§ TO DO
Copy the records below exactly, omitting any pictures they contain.

▼

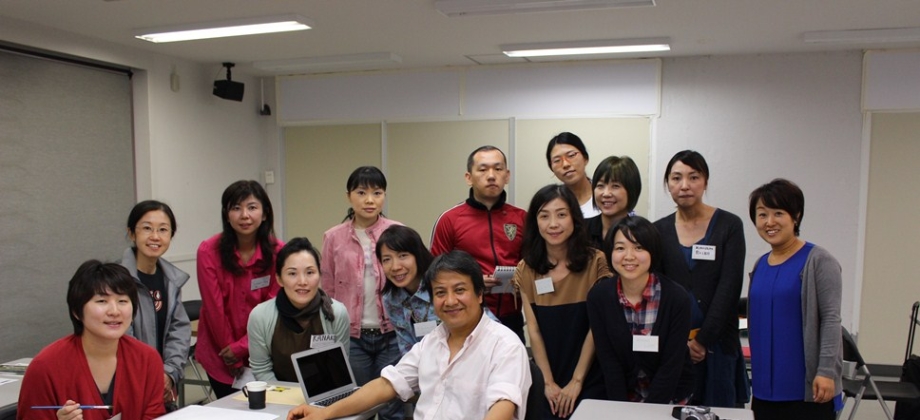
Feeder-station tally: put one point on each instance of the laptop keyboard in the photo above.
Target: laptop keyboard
(328, 401)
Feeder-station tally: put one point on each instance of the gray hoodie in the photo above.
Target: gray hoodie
(178, 335)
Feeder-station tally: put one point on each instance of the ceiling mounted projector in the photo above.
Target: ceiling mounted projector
(228, 89)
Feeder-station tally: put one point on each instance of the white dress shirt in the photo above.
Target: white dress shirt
(491, 366)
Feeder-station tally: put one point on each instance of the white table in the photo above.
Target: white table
(279, 409)
(9, 392)
(601, 409)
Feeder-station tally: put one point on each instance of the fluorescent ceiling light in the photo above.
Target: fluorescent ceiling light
(363, 61)
(238, 27)
(615, 46)
(455, 8)
(863, 36)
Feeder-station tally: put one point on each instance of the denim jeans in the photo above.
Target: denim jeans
(721, 380)
(368, 356)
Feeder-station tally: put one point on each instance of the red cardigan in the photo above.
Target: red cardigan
(60, 373)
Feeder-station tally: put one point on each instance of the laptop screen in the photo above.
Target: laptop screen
(323, 371)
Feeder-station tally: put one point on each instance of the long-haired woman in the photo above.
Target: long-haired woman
(558, 270)
(616, 185)
(640, 321)
(353, 275)
(235, 273)
(704, 252)
(405, 259)
(300, 314)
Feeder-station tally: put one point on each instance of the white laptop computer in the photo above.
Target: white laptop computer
(324, 374)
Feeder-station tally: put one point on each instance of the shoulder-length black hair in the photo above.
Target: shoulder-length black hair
(295, 246)
(534, 246)
(405, 239)
(147, 206)
(637, 230)
(364, 177)
(621, 169)
(234, 194)
(97, 278)
(691, 158)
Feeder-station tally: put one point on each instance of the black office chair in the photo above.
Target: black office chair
(535, 397)
(867, 386)
(193, 309)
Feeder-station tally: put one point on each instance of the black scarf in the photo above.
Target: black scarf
(290, 314)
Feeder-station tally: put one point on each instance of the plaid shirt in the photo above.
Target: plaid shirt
(641, 319)
(641, 316)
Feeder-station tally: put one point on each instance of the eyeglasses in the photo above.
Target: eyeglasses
(557, 160)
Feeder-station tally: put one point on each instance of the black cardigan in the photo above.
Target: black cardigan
(715, 284)
(670, 369)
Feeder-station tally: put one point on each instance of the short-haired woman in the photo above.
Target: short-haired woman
(300, 314)
(640, 320)
(99, 365)
(558, 269)
(405, 259)
(161, 321)
(703, 251)
(616, 185)
(793, 313)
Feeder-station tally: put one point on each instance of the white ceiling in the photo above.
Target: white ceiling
(424, 38)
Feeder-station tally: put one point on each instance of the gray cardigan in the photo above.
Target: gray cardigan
(178, 335)
(822, 289)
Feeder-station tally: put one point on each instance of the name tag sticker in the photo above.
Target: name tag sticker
(259, 283)
(423, 328)
(544, 286)
(321, 340)
(645, 343)
(704, 252)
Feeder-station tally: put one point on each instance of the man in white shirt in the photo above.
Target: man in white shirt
(469, 367)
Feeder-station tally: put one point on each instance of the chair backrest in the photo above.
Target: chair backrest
(850, 351)
(193, 309)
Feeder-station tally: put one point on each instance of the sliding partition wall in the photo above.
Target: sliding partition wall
(425, 164)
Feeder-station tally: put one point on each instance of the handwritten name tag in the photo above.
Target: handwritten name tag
(423, 328)
(545, 286)
(321, 340)
(704, 252)
(645, 343)
(259, 283)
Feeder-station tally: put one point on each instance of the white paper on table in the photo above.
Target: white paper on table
(199, 412)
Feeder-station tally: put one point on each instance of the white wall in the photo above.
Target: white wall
(190, 145)
(755, 118)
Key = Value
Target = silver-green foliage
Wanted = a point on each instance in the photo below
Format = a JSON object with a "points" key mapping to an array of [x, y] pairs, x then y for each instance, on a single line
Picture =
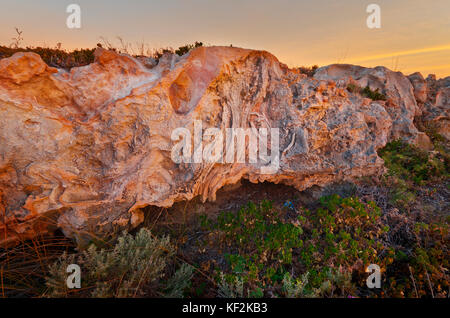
{"points": [[121, 272], [179, 282]]}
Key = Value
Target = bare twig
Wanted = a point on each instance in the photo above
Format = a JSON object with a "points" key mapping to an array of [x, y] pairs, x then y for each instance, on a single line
{"points": [[414, 282]]}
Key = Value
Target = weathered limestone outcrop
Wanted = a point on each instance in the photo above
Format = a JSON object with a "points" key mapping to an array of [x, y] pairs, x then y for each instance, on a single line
{"points": [[86, 150], [433, 98]]}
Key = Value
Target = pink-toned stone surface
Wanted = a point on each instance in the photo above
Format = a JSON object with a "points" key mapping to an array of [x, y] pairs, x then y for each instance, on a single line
{"points": [[85, 150]]}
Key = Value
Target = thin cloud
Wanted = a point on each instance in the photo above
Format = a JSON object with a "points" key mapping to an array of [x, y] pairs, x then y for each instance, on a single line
{"points": [[402, 53]]}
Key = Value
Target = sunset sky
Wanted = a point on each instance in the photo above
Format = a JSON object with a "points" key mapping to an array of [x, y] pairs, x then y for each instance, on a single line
{"points": [[414, 34]]}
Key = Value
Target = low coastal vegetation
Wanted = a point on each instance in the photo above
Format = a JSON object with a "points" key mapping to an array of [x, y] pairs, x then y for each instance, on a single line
{"points": [[267, 250]]}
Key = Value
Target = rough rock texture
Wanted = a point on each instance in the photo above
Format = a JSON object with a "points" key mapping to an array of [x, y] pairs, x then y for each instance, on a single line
{"points": [[433, 98], [401, 103], [85, 150]]}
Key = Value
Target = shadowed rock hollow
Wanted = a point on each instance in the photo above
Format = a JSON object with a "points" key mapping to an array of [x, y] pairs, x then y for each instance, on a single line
{"points": [[86, 150]]}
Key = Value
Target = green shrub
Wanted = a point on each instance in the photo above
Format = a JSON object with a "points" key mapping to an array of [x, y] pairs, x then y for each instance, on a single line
{"points": [[412, 164], [124, 271], [182, 50]]}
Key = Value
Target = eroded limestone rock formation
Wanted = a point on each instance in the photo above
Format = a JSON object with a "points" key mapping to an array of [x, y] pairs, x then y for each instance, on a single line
{"points": [[86, 150]]}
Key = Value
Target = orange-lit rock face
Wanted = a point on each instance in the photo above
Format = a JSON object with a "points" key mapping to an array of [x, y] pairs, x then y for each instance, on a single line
{"points": [[85, 150]]}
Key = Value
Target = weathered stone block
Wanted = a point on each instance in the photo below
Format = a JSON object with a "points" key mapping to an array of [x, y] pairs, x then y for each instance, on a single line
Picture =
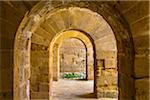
{"points": [[44, 87]]}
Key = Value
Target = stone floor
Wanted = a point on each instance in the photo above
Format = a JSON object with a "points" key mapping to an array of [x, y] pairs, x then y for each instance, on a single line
{"points": [[74, 90]]}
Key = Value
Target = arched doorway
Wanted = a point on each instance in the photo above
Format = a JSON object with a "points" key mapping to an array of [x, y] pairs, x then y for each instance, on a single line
{"points": [[40, 19]]}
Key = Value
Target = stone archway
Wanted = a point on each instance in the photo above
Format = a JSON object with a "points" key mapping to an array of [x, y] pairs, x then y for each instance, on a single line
{"points": [[100, 15], [54, 51]]}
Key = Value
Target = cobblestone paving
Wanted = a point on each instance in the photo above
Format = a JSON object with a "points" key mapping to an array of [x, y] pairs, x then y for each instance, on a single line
{"points": [[74, 90]]}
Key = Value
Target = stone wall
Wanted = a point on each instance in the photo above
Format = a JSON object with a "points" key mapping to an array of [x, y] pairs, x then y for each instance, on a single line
{"points": [[137, 15], [72, 56], [39, 81]]}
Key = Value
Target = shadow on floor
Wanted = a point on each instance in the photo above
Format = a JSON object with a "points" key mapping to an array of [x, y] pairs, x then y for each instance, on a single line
{"points": [[87, 95]]}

▲

§ SOLVED PROBLEM
Feeder-station tally: put one point on each instance of the laptop keyboard in the photo above.
Target: laptop keyboard
(328, 401)
Feeder-station tally: put one point on each instance of the gray hoodie in the photo above.
Target: gray hoodie
(178, 335)
Feeder-station tally: put one point on each instance of the ceiling mounted projector in the photo above.
Target: ceiling mounted projector
(228, 89)
Feeder-station tally: put one point on each instance of the white dress shirt in the photo above.
Target: white dress shirt
(491, 366)
Feeder-station tally: put one point on each instance of the white table in the photo above.
Target: white table
(279, 409)
(9, 392)
(601, 409)
Feeder-station tally: put one point on each instance of the fluorescent ceiling light in the photo above.
Target: fluorescent ceiling light
(363, 61)
(238, 27)
(615, 46)
(455, 8)
(863, 36)
Feeder-station tally: put one point on each instance of the denim jeans in the photo above.
Target: denim jeans
(721, 380)
(368, 356)
Feeder-station tally: put one point on each instance of the red cardigan in the photo above.
Target: red cardigan
(60, 373)
Feeder-station tally: put one point on each instance of the laptop screen in the photo above.
Target: laptop screen
(323, 371)
Feeder-station tally: put one point on each instance of the long-haired woman in the photo above.
Target: long-haired woman
(558, 270)
(616, 185)
(640, 321)
(353, 275)
(235, 273)
(704, 252)
(405, 259)
(300, 314)
Feeder-station tally: put one point on each instance of the white laptop computer in the photo above.
Target: white laptop computer
(324, 374)
Feeder-station tally: put one point on each instance of the shoulder-length black hair in the photo above.
Target: shoulder-length black hair
(295, 246)
(534, 246)
(405, 239)
(147, 206)
(637, 230)
(364, 177)
(621, 169)
(234, 194)
(97, 278)
(691, 158)
Feeder-station tally: put one point on each instance of the black office chair in the photo above.
Target: black office chair
(535, 397)
(867, 386)
(193, 309)
Feeder-station tally: put one point on each instance of the black scarf in the photo above.
Target: black scarf
(290, 314)
Feeder-station tally: put one point on each instance of the plaid shirt in the photo above.
Target: plaid shirt
(641, 319)
(641, 316)
Feeder-station tally: put one point on each instance of the eyeglasses in the photo above.
Target: eyeglasses
(557, 160)
Feeder-station tally: put one point on each instance of the black cardigan in the photo above.
Target: black cardigan
(715, 284)
(670, 369)
Feeder-station tally: put one point on each instance of the short-haired woman in the photo above.
Target: short-haired woman
(300, 314)
(640, 320)
(99, 365)
(558, 269)
(405, 259)
(161, 321)
(703, 251)
(616, 185)
(793, 313)
Feeder-station tally: put one point on each instance of the white ceiling in the photo above.
Target: white ceiling
(424, 38)
Feeder-station tally: put one point on each instance of the gray cardigan in the photo above.
Target: gray cardigan
(178, 335)
(822, 289)
Feeder-station tally: put one point on each instance of the name tag sticker in the photo above.
Target: name tag sticker
(259, 283)
(423, 328)
(544, 286)
(321, 340)
(645, 343)
(704, 252)
Feeder-station tally: put one point on each instance of the man in white shirt in the photo above.
Target: man in white shirt
(469, 367)
Feeder-station tally: put one point on each instance of the chair backrest in the photo above.
Target: chair backrest
(850, 351)
(193, 309)
Feeder-station tally: put one point on each instance of the sliding partition wall in the photo above.
Target: sliding partition wall
(425, 164)
Feeder-station tally: put one point on each instance of the handwritten name tag in the photo above.
Target: handwritten name tag
(423, 328)
(545, 286)
(321, 340)
(704, 252)
(645, 343)
(259, 283)
Feeder-station tally: put one point on each instance of the white paper on table in the photo above.
Target: white paper on table
(199, 412)
Feeder-station tally: put one point on each instance of the white wall in the photo above.
Target: white wall
(190, 145)
(755, 118)
Key = Value
Target = silver-green foliage
Wanted = a point on each instance in the photo below
Format = a JSON object with a "points" key mapping to an array of [x, y] pairs, x then y for each instance, on a single line
Picture =
{"points": [[121, 272], [179, 282]]}
Key = Value
Target = bare twig
Wanted = a point on each instance in the photo above
Format = a JSON object with a "points" key mapping to an array of [x, y] pairs, x then y for each instance, on a single line
{"points": [[414, 282]]}
Key = Value
Target = weathered limestone outcrop
Wanted = a point on each instance in the photo above
Format = a JSON object with a "points" key mapping to an array of [x, y] pairs, x then y for each instance, on a single line
{"points": [[86, 150], [433, 98]]}
Key = Value
Target = pink-toned stone surface
Wanted = a point on each instance in the photo above
Format = a JSON object with a "points" key mapping to an array of [x, y] pairs, x then y for each instance, on a single line
{"points": [[85, 150]]}
Key = Value
Target = thin cloud
Wanted = a point on each instance in the photo above
Format = a JSON object with a "points" key mapping to an array of [x, y] pairs, x then y for each instance, on a single line
{"points": [[402, 53]]}
Key = Value
Target = sunset sky
Wanted = a point on each instance in the photo above
Format = a JSON object with a "points" key mapping to an array of [x, y] pairs, x then y for each instance, on a single line
{"points": [[414, 34]]}
Key = Value
Target = low coastal vegetation
Wanted = a point on each instance in the photo above
Format = a JSON object with a "points" key mapping to an array of [x, y] pairs, x then y for each instance, on a single line
{"points": [[267, 250]]}
Key = Value
Target = rough rock texture
Wanted = a point on each instance in the photo above
Format = a JSON object with a "points" key mapping to an array of [x, y] pairs, x then y for each instance, on a single line
{"points": [[433, 98], [401, 103], [85, 150]]}
Key = Value
Target = shadowed rock hollow
Wanted = a point on each instance in the photo above
Format = a JSON object with a "points" key mapping to an array of [x, y] pairs, x then y for each instance, on a single line
{"points": [[86, 150]]}
Key = Value
Target = green shrub
Wanted = a point on each instance in the photo above
Format = a JSON object with a "points" key mapping to an array of [x, y] pairs, x then y for each instance, on a single line
{"points": [[412, 164], [124, 271], [182, 50]]}
Key = Value
Target = eroded limestone rock formation
Wanted = a point on each instance in the photo above
Format = a JSON object with a "points" key mapping to an array of [x, y] pairs, x then y for each instance, on a single line
{"points": [[86, 150]]}
Key = Value
Target = orange-lit rock face
Wanted = a point on each instance in the photo above
Format = a JSON object with a "points" key mapping to an array of [x, y] pairs, x then y for each instance, on a single line
{"points": [[85, 150]]}
Key = Value
Target = weathered stone block
Wanted = a point on each instance in the photo below
Format = a JSON object with a "points" key mapping to an array of [x, y] pairs, x then y for each instance, on a single line
Picture =
{"points": [[44, 87]]}
Key = Value
Target = stone floor
Wanted = a point on each instance in the photo above
Format = a JSON object with a "points" key mapping to an array of [x, y] pairs, x then y for each instance, on a single line
{"points": [[74, 90]]}
Key = Value
Target = arched doorway
Wanted = a point on each instance in the photo above
Format = a JSON object with a "points" key mapping to an array of [x, y] pairs, x then y for each instance, on a single line
{"points": [[40, 19]]}
Key = Value
Target = stone archway
Wanted = a point on each instance in the photo above
Format = a JSON object with a "points" key mapping to an array of [x, y] pairs, x then y for each instance, on a single line
{"points": [[100, 15], [54, 51]]}
Key = Value
Target = cobblestone paving
Wanted = a point on each instance in the photo above
Format = a JSON object with a "points" key mapping to an array of [x, y] pairs, x then y for each instance, on a single line
{"points": [[74, 90]]}
Key = Value
Target = stone wall
Wanted = a point on each instance in the photo above
Format = a JSON object with a "points" key mapping to an array of [x, y] pairs, x then y for each instance, on a single line
{"points": [[137, 15], [72, 56], [39, 81]]}
Key = Value
Target = shadow on floor
Wanted = a point on each instance in the photo above
Format = a JSON object with a "points" key mapping to an array of [x, y] pairs, x then y for each instance, on a single line
{"points": [[87, 95]]}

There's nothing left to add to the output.